• _Exercise instructions_
Copy every line from the one containing "brown jacket in the photo above." down through the end of the entries. Multiply each coordinate in the answers by 2.05 and round to the nearest whole number, rounding halves up.

Object location labeling data:
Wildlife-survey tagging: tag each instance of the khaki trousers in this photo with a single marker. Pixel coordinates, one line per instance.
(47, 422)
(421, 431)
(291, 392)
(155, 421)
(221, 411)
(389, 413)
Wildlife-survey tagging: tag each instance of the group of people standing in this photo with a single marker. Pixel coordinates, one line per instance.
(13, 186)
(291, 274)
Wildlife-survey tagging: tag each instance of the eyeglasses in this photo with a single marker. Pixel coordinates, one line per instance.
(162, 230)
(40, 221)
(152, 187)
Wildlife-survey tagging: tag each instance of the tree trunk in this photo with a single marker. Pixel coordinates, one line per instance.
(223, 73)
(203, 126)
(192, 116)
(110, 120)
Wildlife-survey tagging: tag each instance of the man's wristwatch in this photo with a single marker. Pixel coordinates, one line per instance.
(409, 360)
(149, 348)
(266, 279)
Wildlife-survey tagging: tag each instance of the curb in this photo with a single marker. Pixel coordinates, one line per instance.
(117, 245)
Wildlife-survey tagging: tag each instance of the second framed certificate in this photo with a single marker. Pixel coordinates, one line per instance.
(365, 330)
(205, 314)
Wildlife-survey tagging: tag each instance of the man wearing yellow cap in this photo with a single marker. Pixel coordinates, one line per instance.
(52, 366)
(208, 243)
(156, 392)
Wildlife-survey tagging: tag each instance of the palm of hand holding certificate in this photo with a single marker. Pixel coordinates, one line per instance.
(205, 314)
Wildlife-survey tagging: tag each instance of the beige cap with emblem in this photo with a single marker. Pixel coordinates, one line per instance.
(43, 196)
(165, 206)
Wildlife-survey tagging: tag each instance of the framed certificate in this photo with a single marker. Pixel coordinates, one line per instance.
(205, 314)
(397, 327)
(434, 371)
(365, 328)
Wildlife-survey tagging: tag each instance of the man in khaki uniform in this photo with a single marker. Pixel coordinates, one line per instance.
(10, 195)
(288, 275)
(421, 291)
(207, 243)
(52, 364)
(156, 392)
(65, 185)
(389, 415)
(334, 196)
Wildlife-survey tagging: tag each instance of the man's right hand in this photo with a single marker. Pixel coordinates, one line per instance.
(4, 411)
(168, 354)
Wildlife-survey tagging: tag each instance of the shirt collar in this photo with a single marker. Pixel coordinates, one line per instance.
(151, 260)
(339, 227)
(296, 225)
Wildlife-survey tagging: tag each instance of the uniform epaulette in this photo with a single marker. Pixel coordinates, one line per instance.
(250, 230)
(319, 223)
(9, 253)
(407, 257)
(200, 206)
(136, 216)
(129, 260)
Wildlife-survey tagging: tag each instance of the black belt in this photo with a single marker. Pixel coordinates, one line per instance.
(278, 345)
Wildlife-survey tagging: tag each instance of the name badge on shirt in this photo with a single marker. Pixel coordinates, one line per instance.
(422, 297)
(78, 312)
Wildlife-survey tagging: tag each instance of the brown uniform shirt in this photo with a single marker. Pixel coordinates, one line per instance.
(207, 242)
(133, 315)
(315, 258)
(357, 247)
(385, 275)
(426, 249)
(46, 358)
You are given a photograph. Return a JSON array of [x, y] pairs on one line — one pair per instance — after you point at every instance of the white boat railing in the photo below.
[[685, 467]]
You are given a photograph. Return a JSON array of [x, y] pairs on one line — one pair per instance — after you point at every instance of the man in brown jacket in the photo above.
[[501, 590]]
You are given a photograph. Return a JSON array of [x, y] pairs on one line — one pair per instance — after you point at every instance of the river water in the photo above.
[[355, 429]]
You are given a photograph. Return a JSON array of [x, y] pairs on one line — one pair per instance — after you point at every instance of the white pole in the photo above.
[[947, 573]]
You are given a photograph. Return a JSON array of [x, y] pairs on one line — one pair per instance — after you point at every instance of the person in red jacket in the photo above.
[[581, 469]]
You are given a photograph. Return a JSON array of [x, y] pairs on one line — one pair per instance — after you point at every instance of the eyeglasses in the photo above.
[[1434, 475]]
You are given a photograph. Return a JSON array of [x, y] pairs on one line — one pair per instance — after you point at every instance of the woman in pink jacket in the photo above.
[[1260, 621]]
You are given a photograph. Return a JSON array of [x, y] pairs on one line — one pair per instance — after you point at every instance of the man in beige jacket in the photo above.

• _Written response_
You are given a photograph. Return a JSON array of [x, y] pairs on one line — one pair per instance — after you point at every instance of the man in brown jacket in the photo above.
[[1027, 1210]]
You are given a photograph. Return a JSON array of [x, y] pairs on one line — one pair per instance — after you point at every instance of the river water in the photo above.
[[728, 879]]
You are given a photograph. Return a JSON array of [x, y] pairs on one line — one pair per instance — after you point at every instance of the white pole in the photo above.
[[1941, 1175]]
You are given a photograph. Return a JSON array of [x, y] pairs on one line — one pair per instance — after you point at every instance of the person in red jacket in the photo above.
[[1191, 961]]
You are given a photograph. Return a JSON array of [x, y] pairs on one line — one pair per instance — after you point at every instance of the eyeglasses in the photo above.
[[2940, 974]]
You are given a photograph. Return a JSON array of [x, y] pairs on one line — one pair per instance — after you point at every instance of the woman in pink jacket in the photo above.
[[2583, 1273]]
You are given a photograph. Return a JSON array of [x, y] pairs on one line — one pair per instance — after you point at every instance of the man in beige jacket in the photo above.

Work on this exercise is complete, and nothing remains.